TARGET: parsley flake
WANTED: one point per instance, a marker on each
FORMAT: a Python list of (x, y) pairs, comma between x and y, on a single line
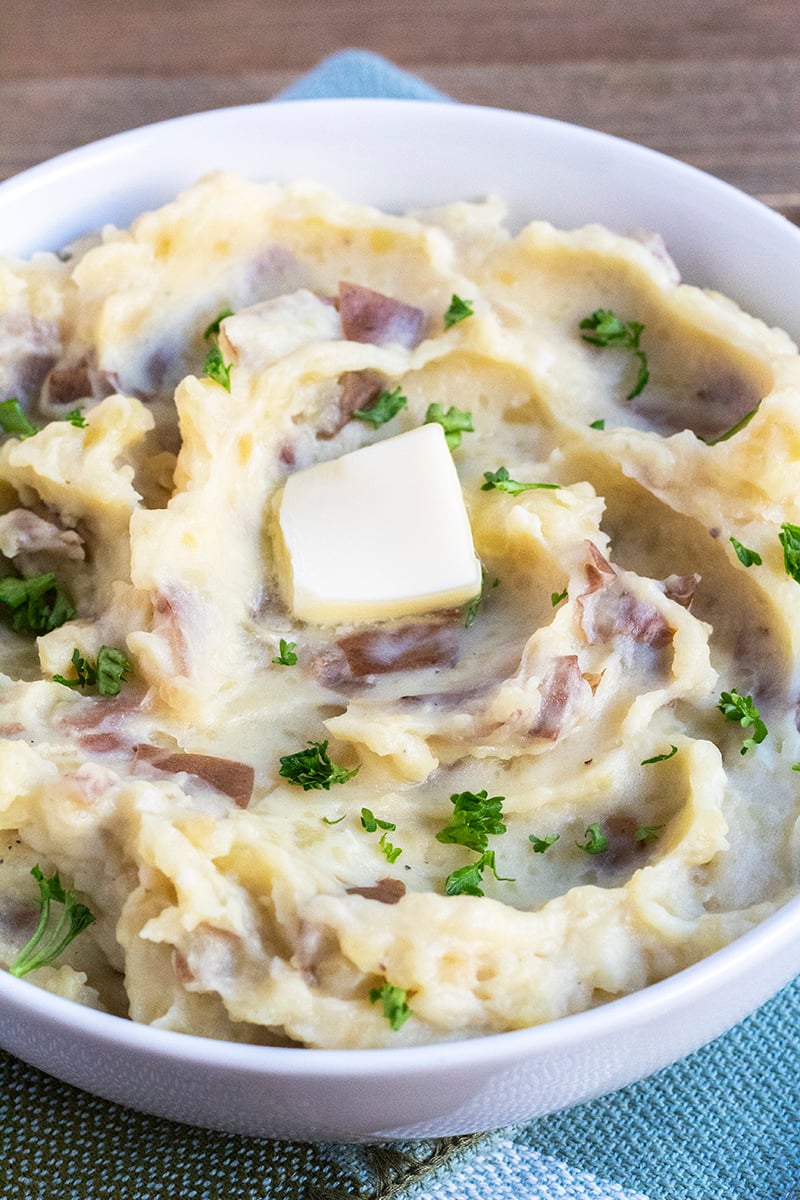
[(647, 833), (50, 939), (313, 768), (286, 655), (500, 481), (372, 823), (108, 673), (457, 311), (455, 421), (14, 420), (734, 429), (212, 329), (660, 757), (473, 606), (467, 880), (388, 405), (38, 604), (395, 1003), (216, 367), (476, 815), (743, 709), (391, 853), (606, 329), (789, 539), (596, 840), (745, 556), (542, 844)]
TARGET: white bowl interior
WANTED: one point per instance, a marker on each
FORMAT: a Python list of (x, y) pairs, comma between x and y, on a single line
[(400, 155)]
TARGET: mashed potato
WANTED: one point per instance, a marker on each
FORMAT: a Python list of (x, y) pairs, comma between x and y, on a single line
[(421, 826)]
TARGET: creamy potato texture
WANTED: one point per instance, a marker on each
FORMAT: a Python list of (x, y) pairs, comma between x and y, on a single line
[(612, 831)]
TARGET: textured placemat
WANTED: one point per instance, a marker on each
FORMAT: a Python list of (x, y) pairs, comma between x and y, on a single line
[(722, 1125)]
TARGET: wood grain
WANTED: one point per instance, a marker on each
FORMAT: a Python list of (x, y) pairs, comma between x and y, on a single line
[(715, 83)]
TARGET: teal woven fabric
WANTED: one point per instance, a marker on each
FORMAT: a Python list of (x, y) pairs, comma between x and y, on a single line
[(723, 1125)]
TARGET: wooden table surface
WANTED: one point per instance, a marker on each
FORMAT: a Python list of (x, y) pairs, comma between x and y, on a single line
[(713, 82)]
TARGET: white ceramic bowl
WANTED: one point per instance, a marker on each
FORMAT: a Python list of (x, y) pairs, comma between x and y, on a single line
[(403, 154)]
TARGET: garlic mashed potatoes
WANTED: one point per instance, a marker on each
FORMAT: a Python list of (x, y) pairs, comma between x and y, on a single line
[(411, 820)]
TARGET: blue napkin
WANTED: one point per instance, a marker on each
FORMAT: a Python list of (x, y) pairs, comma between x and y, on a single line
[(722, 1125)]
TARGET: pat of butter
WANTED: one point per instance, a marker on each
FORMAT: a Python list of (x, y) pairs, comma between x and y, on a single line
[(382, 532)]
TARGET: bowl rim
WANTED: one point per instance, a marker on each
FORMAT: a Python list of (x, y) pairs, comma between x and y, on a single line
[(764, 940)]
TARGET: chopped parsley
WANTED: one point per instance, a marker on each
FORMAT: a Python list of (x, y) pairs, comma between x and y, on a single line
[(391, 853), (14, 420), (743, 709), (216, 367), (395, 1002), (372, 823), (467, 880), (789, 539), (455, 421), (734, 429), (388, 405), (52, 937), (606, 329), (313, 768), (37, 605), (542, 844), (471, 606), (500, 481), (286, 655), (108, 673), (212, 329), (647, 833), (458, 311), (476, 816), (745, 556), (660, 757), (596, 840)]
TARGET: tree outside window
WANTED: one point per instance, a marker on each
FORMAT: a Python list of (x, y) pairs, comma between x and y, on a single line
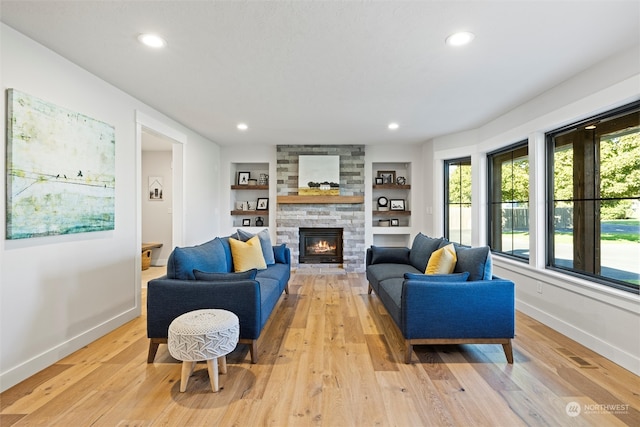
[(594, 211), (458, 201), (509, 201)]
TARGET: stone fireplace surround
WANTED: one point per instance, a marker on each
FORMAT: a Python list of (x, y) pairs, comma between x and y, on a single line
[(349, 216)]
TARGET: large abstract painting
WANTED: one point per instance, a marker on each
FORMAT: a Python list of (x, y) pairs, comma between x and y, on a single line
[(319, 175), (60, 170)]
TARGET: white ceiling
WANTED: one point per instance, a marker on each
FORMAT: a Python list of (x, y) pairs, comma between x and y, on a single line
[(318, 72)]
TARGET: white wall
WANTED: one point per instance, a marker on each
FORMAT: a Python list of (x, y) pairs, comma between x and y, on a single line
[(157, 214), (601, 318), (60, 293)]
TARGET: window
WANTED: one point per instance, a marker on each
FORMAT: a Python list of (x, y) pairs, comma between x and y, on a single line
[(457, 210), (509, 201), (594, 191)]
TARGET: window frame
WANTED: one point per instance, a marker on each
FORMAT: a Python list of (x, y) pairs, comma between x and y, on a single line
[(447, 163), (511, 148), (550, 197)]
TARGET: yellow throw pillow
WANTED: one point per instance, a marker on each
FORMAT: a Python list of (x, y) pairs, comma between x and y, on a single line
[(442, 261), (247, 255)]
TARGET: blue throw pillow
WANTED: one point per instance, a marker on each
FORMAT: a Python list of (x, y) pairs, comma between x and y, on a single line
[(209, 256), (225, 277), (280, 254), (421, 250), (440, 278), (265, 243), (477, 261), (381, 255)]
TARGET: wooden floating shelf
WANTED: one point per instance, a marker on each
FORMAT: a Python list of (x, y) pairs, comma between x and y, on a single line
[(256, 212), (391, 213), (392, 187), (313, 200), (249, 187)]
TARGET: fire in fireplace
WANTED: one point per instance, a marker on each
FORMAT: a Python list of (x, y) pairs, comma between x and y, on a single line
[(320, 245)]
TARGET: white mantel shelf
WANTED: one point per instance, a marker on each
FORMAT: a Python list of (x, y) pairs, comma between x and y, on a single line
[(325, 200)]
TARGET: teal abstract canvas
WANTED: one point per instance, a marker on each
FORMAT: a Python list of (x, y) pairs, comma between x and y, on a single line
[(60, 170)]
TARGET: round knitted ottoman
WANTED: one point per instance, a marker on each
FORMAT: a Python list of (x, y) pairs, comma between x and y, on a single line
[(203, 335)]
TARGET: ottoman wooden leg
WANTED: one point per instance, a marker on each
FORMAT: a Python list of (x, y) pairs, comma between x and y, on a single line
[(187, 370), (212, 367), (222, 367)]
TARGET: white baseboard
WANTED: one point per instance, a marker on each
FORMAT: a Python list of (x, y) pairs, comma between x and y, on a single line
[(628, 361), (30, 367)]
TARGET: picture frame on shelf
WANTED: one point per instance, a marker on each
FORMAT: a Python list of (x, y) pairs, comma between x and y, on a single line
[(262, 204), (388, 177), (396, 205), (243, 178)]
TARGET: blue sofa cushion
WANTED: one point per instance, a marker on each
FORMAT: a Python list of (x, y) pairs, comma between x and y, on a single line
[(279, 272), (227, 253), (440, 278), (212, 277), (477, 261), (265, 243), (421, 250), (209, 256), (376, 273), (382, 255)]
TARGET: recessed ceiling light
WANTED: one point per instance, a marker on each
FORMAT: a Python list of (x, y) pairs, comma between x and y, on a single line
[(152, 40), (460, 38)]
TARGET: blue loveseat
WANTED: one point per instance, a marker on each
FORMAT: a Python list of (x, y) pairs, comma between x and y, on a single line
[(203, 276), (466, 306)]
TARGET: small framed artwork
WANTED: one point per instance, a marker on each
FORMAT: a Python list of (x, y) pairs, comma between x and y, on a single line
[(263, 204), (155, 188), (388, 177), (243, 178), (397, 204)]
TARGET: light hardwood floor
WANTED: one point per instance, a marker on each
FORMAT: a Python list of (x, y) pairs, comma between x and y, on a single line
[(331, 356)]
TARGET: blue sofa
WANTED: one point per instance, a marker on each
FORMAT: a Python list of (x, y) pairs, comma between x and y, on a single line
[(468, 306), (203, 276)]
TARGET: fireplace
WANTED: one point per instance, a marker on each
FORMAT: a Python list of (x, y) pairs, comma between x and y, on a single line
[(320, 245)]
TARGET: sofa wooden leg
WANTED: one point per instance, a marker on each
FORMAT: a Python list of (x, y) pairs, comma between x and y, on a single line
[(408, 352), (153, 348), (253, 349), (508, 351)]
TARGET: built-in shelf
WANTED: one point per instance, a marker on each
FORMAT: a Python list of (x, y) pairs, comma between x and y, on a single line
[(391, 213), (392, 187), (310, 200), (249, 187), (254, 212)]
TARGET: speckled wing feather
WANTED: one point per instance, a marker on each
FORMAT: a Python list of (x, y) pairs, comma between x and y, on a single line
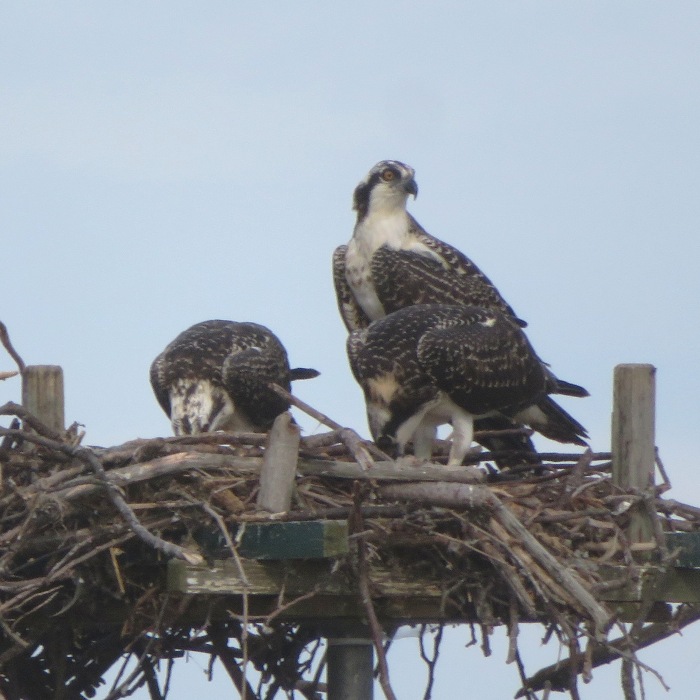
[(383, 361), (481, 360), (351, 313), (408, 277), (216, 375), (248, 372)]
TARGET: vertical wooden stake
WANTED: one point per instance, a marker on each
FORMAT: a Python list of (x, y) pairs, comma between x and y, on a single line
[(350, 664), (279, 465), (42, 394), (633, 443)]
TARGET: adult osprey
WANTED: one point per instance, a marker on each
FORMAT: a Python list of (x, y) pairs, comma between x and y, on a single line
[(427, 365), (216, 376), (392, 262)]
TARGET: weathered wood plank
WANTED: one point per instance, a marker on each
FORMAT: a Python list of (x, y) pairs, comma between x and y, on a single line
[(222, 577), (313, 539), (42, 394), (633, 441)]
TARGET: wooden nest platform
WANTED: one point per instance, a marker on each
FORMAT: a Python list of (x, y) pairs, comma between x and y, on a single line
[(253, 548)]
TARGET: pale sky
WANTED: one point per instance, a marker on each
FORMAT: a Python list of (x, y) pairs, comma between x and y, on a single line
[(164, 164)]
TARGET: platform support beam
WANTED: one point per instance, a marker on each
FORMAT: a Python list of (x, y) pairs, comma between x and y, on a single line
[(350, 660)]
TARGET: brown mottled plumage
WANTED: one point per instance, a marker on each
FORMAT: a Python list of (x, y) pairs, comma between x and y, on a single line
[(427, 365), (215, 376), (392, 262)]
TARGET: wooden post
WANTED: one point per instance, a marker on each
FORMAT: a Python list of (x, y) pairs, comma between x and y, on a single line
[(350, 663), (279, 465), (42, 394), (633, 444)]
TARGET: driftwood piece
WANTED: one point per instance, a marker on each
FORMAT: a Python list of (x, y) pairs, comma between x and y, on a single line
[(358, 447), (279, 465)]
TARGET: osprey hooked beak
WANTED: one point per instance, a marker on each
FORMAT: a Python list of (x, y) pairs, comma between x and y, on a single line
[(411, 187)]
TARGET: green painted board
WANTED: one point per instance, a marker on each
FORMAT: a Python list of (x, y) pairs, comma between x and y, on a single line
[(689, 545), (313, 539)]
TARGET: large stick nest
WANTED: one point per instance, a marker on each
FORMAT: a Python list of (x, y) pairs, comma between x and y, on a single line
[(85, 534)]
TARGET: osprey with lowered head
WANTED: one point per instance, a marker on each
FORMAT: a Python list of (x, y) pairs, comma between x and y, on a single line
[(216, 376)]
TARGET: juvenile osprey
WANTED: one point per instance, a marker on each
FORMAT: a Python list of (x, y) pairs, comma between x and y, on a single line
[(392, 262), (215, 376), (427, 365)]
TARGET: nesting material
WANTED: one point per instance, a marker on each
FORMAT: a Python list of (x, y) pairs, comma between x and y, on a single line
[(86, 534)]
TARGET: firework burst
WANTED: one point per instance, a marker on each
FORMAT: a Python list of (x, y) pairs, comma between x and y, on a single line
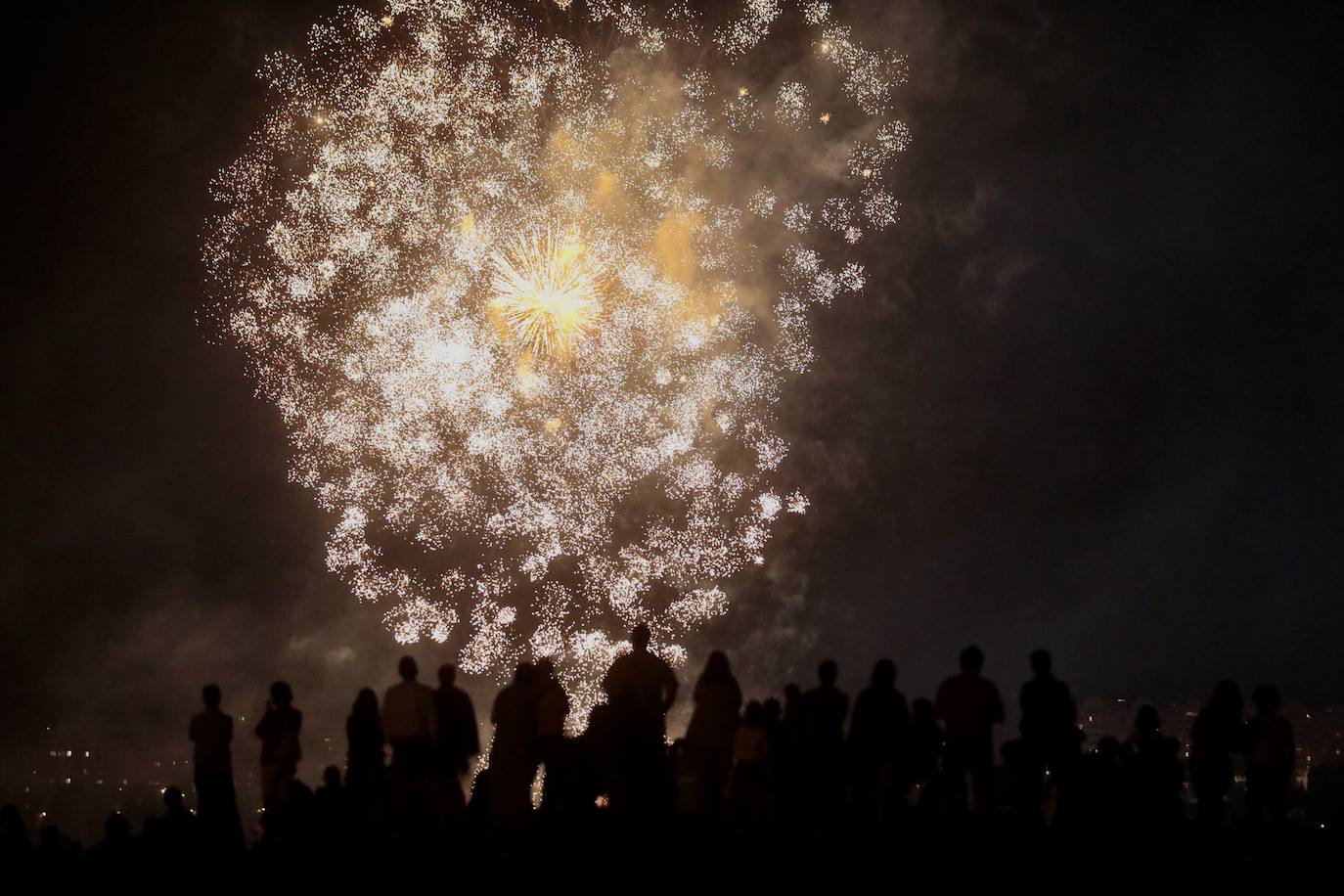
************
WRITTEN REQUEST:
Quote the records from the line that contains "TARGET: ottoman wooden leg" through the line that contains "[(152, 40), (460, 38)]", both of those lines included, and reproduce them exactly as they appear.

FINAL RESULT:
TARGET: ottoman wooden leg
WANTED: one point per instance, a marker on each
FORMAT: a Python list of (x, y) pairs, comma between x and y, on a single line
[(187, 370), (212, 367), (222, 367)]
TARGET: white baseboard
WANTED: one point per instance, a marker on each
FORMAT: a Python list of (x, y) pairs, comma between x and y, on a single line
[(628, 361), (30, 367)]
TARGET: picture frame on shelf
WANTED: one point per instance, a marker on each
FORMAT: a Python list of (x, y) pairs, comma between x and y, on a single line
[(262, 204), (388, 177), (396, 205), (243, 178)]
TARGET: blue sofa cushion
WANTED: one point per instance, a marker on each
FORMAT: a Python list of (x, y) pairs, comma between x and y, on a single line
[(279, 272), (227, 253), (440, 278), (212, 277), (477, 261), (265, 243), (421, 250), (209, 256), (376, 273), (382, 255)]
TARGET: recessed ceiling light
WANTED: one point per instance, a marker on each
FORMAT: a Python list of (x, y) pairs, comma between x and y, on a single line
[(152, 40), (460, 38)]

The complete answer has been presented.